→ **Dataset content**
========

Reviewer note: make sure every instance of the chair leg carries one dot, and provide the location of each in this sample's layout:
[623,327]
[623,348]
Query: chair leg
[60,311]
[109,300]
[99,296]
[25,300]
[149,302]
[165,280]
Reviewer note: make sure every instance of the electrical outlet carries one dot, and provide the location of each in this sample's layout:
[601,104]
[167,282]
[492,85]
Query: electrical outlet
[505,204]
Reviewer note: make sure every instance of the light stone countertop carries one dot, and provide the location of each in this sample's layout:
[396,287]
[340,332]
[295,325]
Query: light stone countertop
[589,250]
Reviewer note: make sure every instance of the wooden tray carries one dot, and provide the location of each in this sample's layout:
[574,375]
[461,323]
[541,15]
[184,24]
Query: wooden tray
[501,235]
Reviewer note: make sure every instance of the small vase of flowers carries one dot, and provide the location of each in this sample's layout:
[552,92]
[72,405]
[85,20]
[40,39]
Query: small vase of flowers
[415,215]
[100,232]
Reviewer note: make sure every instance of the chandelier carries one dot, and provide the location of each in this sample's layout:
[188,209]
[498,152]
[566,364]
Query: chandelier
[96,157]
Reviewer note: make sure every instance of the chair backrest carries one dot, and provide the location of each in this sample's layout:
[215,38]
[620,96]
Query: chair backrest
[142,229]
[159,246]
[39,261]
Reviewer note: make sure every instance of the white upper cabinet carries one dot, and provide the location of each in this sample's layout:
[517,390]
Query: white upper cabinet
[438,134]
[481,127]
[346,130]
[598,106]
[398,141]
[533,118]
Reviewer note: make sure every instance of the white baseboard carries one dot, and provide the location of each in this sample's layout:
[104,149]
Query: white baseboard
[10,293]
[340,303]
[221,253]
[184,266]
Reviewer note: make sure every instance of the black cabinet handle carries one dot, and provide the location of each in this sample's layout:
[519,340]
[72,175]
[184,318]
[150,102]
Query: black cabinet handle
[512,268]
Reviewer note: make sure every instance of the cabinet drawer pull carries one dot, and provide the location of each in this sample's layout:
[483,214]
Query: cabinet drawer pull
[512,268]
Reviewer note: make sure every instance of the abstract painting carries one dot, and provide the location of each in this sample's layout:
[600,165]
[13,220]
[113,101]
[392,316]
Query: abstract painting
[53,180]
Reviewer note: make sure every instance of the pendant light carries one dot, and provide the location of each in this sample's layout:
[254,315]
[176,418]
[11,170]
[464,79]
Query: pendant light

========

→ **Job**
Copy out all of the data above, changing every "wooden tray" to "serving tray" and leaving everything else as it is.

→ **Full output**
Reviewer note: make sure every instance of the chair leg carries one dot, and provide the location of each in this sample's layout:
[623,327]
[623,348]
Query: chair leg
[60,311]
[109,300]
[99,296]
[25,300]
[149,302]
[165,280]
Reviewer note: make sure every instance of the electrical outlet carries one dot, and provide the location of each in this sample's layout:
[601,104]
[167,282]
[492,85]
Query: electrical outlet
[505,204]
Reviewer note: make sure every instance of the light stone countertop carries one dot, and provide the location of each in this sample's layout:
[396,287]
[340,332]
[295,325]
Query: light stone countertop
[589,250]
Reviewer note: make sure every instance of the serving tray carries one dot, and provide the location of each in this sample's layout:
[574,375]
[461,323]
[541,15]
[184,24]
Query: serving tray
[501,235]
Reviewer note: make sure every instance of the small vase of flowers carries one dot, and provide the location of each in this sample's layout:
[552,92]
[72,405]
[85,20]
[40,39]
Query: small vase of flowers
[415,215]
[100,232]
Reviewer note: make sure every instance of the chandelier carries one dot, and provide the location of each in this sample's layout:
[188,209]
[498,152]
[566,364]
Query: chandelier
[96,157]
Reviewer note: make sure every instance of the chair backrest carries one dot, and provide the location of each in this sample's layout:
[215,38]
[620,96]
Query: chair backrest
[142,229]
[159,246]
[39,261]
Reviewer note: make sure every instance of the white upper cabinet carries one dot, and provide the location of each in this sample's layout:
[517,390]
Query: white upper cabinet
[438,134]
[481,127]
[346,130]
[598,106]
[398,141]
[533,118]
Reviewer note: make sure every instance of the white baseboard carries one dot, and provide the location of each in this sample's layout:
[104,149]
Query: white baseboard
[10,293]
[340,303]
[221,253]
[184,266]
Reviewer note: make sure every instance of the black cabinet handle carries one dot, and provide the location of each in this sample's layout:
[519,340]
[72,175]
[184,318]
[150,102]
Query: black cabinet handle
[512,268]
Reviewer note: make sure every instance of the cabinet drawer pull carries one dot, and provide the location of each in this sample's layout:
[483,214]
Query: cabinet drawer pull
[512,268]
Reviewer note: make sure every instance of the abstract painting carries one dot, and provide the location of each in this sample's layout:
[600,165]
[13,220]
[113,101]
[392,316]
Query: abstract painting
[53,180]
Reviewer note: make sure every instance of the pendant light carries one dot, and provide the location of each in this sample's layout:
[254,315]
[176,418]
[11,170]
[464,79]
Query: pendant light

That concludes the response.